__Quoted passage__.
◇ ◇ ◇ ◇
A practice. What is a practice. A practice, I am learning from yoga, is something you do regularly, that changes, and your relationship to it changes, and you keep doing it, whether or not you feel the same way about it today as you felt yesterday. Like any relationship, the feelings are strong and fleeting. If you used the feelings as the only compass you would be quickly lost. How can it be that you fall so hard in love with a person, certain that this person is the one you were meant to be with, the one made for you, and then one day later, or fourteen years later, it’s gone in a wink, all those feelings, and in its place, as with J and L, is fear, and dread, and rage? I fall in love with yoga, I realize that doing it makes me feel centered, keeps me reverent and alert. I sign up for a year of it, thinking, yes, this is my practice. Suddenly it looks kind of raggy around the edges. Is this really what I want? Is this really worth doing every day? It’s so dull. It takes so much time. And who the hell is this weird guy, talking to me about breathing, and holding my shoulder blades back and down?

So practice. Practice is riding that out, until the next feeling arrives, and blooms, and passes, and the next. Sometimes the feelings will be tempting and intoxicating, places you want to stay a long time, this feeling of being strong, or peaceful, but those feelings pass, and then you are bored, or nauseated, or tired, or irritated. You think, why did I make a commitment to this? Look at all these people. Why in the world are they here?
◇ ◇ ◇ ◇
__Input data__.

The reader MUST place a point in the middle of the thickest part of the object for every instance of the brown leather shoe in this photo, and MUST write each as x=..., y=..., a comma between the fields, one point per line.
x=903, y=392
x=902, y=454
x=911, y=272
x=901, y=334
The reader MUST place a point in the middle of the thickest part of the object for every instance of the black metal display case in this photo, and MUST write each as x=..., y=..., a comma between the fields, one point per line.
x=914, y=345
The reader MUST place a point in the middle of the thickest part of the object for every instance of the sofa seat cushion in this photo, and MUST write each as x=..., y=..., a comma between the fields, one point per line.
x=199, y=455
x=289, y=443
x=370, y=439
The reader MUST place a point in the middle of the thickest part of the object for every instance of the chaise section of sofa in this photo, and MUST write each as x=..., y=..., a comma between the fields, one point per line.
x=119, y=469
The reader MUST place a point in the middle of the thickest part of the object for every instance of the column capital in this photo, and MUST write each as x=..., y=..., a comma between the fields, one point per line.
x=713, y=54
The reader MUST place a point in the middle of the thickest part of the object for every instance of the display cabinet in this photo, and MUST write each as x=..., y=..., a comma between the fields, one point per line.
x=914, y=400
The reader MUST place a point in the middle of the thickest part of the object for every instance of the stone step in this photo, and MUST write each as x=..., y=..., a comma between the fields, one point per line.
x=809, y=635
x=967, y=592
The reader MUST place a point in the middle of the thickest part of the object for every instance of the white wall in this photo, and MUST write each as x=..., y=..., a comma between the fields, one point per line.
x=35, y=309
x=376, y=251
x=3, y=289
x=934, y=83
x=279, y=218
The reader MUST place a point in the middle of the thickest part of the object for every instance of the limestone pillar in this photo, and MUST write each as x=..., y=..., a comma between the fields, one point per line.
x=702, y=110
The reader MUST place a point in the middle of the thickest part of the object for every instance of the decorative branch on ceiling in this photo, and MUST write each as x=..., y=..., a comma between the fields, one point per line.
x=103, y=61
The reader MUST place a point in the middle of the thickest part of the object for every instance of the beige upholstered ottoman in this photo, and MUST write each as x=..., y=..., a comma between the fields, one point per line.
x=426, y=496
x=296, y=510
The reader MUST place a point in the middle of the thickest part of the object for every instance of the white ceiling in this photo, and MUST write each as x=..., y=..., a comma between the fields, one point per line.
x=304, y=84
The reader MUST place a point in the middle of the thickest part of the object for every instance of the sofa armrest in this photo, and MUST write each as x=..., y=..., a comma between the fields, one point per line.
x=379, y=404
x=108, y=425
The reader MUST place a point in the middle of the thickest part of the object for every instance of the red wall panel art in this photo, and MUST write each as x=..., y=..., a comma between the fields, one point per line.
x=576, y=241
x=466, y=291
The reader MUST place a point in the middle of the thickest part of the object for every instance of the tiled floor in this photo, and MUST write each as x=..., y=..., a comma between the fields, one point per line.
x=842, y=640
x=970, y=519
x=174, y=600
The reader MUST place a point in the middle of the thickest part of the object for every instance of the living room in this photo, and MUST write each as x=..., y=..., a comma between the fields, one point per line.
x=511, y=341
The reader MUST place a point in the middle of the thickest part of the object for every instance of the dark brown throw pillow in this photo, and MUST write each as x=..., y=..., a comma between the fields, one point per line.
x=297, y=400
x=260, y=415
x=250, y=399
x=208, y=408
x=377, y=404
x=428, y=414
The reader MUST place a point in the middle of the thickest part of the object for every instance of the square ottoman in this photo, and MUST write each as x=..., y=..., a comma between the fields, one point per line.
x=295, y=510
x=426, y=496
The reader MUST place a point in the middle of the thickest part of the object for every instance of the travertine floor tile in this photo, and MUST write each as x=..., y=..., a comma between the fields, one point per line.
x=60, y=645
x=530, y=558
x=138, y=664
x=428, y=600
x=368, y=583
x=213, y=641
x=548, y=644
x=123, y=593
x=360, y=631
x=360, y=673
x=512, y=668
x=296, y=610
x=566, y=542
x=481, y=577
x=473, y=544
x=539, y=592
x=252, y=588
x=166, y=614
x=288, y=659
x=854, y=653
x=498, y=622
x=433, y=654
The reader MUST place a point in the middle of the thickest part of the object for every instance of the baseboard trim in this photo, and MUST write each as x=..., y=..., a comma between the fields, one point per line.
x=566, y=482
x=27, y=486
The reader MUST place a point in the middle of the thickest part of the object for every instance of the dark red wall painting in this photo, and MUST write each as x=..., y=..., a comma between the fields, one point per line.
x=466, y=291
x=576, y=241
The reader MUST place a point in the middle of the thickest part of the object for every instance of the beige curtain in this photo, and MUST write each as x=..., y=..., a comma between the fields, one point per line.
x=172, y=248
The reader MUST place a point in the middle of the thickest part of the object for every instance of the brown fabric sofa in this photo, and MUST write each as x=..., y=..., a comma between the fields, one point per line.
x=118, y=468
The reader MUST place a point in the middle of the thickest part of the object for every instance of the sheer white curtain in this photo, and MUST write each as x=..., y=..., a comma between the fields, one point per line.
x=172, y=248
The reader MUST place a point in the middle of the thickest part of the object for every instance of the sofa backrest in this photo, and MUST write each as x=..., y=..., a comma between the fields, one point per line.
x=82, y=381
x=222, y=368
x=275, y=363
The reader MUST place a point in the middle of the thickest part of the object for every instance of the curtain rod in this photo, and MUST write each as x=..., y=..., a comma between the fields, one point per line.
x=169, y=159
◇ ◇ ◇ ◇
__Tasks to carry out__.
[1] In the passage about yoga practice, how long a stretch of yoga does the speaker sign up for?
[2] Go on with the passage about yoga practice, picking up after its last sentence.

__Answers to this exercise__.
[1] A year.

[2]
I have been getting better at letting there be silence in my day. At waiting, when I can’t think of what to say, or I can’t muster the will to do it. I haven’t ever really learned how to moodle, how to just sit there until some silverfish of an idea flickers by, get still enough that all the silverfish come out, and hold my breath, and watch them, and see what shapes they make. My unhelpful voice says what if no fish ever come out? Isn’t that lazy? Isn’t that an incredible waste of time? You need to prove your commitment to writing by making words. But maybe, something that I haven’t really thought of before, maybe writing is both an effort and a not effort. Maybe there is waiting, and poking around, and wondering, and then working really fast, and hard, for a concentrated time.

John Updike observes that everybody, even the most prolific poet he knows, considers being blocked as a regular part of the cycle of writing. Somebody else said they can only write for two or three hours when they are incubating ideas. Even Stephen King said he always has two stories going– one of them his real project, which he does in the morning, and the other one his “toy train”, which he fiddles with in the afternoon, trying to see if it will ever become something he wants to commit to.
More recently I try not to hurry myself, to let myself be patient, to cultivate the silence out of which some idea might slip, silver fish, and hover long enough for me to notice it.